(Beginning of Data to process)

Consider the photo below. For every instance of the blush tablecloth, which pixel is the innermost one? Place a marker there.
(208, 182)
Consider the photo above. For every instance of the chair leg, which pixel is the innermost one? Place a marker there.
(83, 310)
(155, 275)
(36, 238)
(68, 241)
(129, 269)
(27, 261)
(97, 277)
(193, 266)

(End of Data to process)

- _Problem requirements_
Transcribe every record verbatim.

- _Result_
Consider the photo below. For every instance of the blush tablecloth, which pixel is the innermost one? Place a marker there.
(208, 182)
Consider the photo above. For every instance of the chair leg, which pixel is the innermost one? Place a marker there.
(83, 310)
(155, 275)
(36, 238)
(68, 241)
(129, 269)
(27, 261)
(97, 277)
(193, 266)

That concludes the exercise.